-- Passage --
┄┄┄┄┄┄┄┄┄┄

Star Weiss was diagnosed with breast cancer in 2003. Eight years later, she reflects back on that diagnosis as she goes for her annual mammogram.
Two things happened yesterday to remind me of my dark night of the soul eight years ago when I was diagnosed with breast cancer.
First, my sister called and said she’s going for genetic counseling this week, and wanted to know if I’d been tested for the “bad gene” that indicates a much higher risk of breast cancer. She wanted to be able to tell the doctor when she goes for counseling.
And you know it’s strange, I’m pretty sure I was tested, and it was negative. I do know that it was felt at the time that despite my mother having breast cancer, and now me, my daughters were not statistically at much greater risk, and they didn’t need to go for genetic counseling or tests themselves. I remember being both skeptical and relieved by that advice. Wouldn’t you think a mother and grandmother with breast cancer (mine of the high risk category) would be enough that it might affect my two daughters (and now two granddaughters) and that they should be followed?
It seems very odd to me now that I can’t remember for sure which tests I had…it was so very important to me back then, so vital, so life changing. However, thank God, that’s what happens with time….life gets back to normal, you forget those urgent moments of crisis that overwhelm your life when you’re going through them, and you re-focus on your “normal” life.
And just now, as I was writing this piece, I got a call from the Cancer Clinic. They told me the tests I had and now I can pass that on to my sister. Nice to rely on the official record and timely help from the CC!

┄┄┄┄┄┄┄┄┄┄

-- Excerpted data --
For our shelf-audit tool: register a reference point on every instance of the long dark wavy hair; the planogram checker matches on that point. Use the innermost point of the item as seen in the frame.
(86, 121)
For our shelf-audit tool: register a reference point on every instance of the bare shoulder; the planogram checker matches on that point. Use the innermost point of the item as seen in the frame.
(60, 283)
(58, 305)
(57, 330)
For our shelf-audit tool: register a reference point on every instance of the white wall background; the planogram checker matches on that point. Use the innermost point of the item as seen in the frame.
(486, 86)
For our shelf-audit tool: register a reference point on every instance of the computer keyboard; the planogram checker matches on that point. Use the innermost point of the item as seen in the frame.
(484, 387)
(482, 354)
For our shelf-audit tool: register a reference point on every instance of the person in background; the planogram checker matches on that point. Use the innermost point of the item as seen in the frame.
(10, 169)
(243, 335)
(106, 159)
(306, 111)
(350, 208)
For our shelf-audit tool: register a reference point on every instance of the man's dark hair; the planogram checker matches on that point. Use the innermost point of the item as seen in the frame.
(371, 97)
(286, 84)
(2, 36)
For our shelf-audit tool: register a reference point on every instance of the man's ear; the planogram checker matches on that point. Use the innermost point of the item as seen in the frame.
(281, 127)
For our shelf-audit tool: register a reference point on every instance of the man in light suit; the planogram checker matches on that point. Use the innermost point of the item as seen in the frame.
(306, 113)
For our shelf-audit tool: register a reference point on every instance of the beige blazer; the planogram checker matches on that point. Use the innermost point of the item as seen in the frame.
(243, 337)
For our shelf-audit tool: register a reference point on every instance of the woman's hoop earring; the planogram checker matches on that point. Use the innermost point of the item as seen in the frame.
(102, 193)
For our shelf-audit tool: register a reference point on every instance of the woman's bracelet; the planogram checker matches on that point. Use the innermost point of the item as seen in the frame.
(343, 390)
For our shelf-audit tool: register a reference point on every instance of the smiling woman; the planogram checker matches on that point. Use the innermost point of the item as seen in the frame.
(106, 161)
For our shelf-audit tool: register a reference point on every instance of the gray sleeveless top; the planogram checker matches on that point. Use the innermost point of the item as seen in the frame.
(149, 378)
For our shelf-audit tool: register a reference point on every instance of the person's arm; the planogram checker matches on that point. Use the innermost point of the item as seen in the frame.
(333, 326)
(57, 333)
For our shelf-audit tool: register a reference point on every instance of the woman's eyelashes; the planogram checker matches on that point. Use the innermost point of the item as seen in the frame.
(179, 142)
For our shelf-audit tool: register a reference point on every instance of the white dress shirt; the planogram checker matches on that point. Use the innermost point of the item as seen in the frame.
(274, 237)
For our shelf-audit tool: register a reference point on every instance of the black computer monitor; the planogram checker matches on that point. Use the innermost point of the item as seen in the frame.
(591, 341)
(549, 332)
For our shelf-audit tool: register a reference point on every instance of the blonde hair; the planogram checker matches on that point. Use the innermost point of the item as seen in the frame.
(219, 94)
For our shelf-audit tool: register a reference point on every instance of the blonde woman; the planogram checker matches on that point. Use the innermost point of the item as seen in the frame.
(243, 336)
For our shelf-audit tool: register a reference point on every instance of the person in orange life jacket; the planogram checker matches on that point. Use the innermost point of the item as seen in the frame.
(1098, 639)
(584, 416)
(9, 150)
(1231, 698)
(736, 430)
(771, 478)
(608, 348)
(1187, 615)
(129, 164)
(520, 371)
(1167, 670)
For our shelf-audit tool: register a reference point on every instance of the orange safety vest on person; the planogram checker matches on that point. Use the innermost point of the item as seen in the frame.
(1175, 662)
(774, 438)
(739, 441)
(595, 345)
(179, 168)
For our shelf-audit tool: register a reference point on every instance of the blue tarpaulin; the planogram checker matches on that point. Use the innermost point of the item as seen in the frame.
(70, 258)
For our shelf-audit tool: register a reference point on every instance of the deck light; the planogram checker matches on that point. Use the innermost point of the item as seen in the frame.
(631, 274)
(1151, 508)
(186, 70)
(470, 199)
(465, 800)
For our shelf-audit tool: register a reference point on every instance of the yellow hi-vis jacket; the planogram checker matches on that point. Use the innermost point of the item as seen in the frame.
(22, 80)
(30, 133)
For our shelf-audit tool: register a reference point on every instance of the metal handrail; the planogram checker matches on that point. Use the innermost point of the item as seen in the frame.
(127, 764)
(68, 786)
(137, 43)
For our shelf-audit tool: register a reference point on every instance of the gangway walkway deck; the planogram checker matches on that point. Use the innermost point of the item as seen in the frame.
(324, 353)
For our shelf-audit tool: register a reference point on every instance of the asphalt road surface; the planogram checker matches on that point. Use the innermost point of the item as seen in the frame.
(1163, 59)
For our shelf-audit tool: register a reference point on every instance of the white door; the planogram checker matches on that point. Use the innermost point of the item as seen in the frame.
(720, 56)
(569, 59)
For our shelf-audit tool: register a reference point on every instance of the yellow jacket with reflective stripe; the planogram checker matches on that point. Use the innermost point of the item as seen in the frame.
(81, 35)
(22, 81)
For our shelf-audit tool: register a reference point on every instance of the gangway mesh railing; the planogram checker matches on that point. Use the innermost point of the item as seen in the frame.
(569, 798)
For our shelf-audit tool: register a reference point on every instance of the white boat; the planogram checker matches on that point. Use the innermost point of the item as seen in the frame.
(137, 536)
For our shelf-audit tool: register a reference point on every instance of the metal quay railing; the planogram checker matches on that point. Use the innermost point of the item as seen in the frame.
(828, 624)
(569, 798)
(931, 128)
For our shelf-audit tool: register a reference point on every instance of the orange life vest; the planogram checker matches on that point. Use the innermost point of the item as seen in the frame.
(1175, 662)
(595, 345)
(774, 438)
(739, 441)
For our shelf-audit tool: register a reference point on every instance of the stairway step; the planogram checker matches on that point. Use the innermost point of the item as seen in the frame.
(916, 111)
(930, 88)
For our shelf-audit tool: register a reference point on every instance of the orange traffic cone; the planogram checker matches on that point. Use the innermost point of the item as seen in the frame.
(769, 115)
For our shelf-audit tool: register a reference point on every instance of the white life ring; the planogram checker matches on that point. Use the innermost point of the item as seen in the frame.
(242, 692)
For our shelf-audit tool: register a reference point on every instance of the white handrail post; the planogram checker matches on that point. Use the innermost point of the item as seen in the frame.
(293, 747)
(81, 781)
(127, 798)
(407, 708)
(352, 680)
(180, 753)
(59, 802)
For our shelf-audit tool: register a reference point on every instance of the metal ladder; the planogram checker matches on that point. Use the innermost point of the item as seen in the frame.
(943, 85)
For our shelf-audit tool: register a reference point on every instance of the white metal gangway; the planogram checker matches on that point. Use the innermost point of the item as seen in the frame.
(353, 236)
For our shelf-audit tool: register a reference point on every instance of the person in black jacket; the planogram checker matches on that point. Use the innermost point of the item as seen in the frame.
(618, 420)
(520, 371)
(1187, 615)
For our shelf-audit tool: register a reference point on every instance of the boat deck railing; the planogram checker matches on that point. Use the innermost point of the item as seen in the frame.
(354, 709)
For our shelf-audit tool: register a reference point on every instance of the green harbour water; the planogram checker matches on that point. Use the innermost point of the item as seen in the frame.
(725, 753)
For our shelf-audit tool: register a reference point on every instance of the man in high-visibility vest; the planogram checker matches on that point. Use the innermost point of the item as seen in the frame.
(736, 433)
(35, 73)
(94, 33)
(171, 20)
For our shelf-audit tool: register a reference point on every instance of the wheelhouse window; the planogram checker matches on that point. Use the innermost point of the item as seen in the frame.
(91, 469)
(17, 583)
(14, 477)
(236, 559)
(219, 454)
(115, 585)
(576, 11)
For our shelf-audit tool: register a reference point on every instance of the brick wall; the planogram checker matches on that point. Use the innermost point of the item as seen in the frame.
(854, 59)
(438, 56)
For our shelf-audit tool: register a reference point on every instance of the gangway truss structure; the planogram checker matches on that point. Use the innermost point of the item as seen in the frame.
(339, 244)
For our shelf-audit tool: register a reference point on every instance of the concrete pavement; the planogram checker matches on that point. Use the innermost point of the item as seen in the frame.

┄┄┄┄┄┄┄┄┄┄

-- Actions to take --
A: From the passage about a breast cancer diagnosis, return the text from "Two things happened" to "goes for counseling.".
B: Answer these questions from the passage about a breast cancer diagnosis:
(i) In what year was Star Weiss diagnosed with breast cancer?
(ii) What did the writer's sister want to be able to tell the doctor when she goes for genetic counseling?
(iii) Who called the writer while the writer was writing the piece?

-- Responses per task --
A:
Two things happened yesterday to remind me of my dark night of the soul eight years ago when I was diagnosed with breast cancer.
First, my sister called and said she’s going for genetic counseling this week, and wanted to know if I’d been tested for the “bad gene” that indicates a much higher risk of breast cancer. She wanted to be able to tell the doctor when she goes for counseling.

B:
(i) 2003
(ii) Whether the writer had been tested for the "bad gene" that indicates a much higher risk of breast cancer
(iii) The Cancer Clinic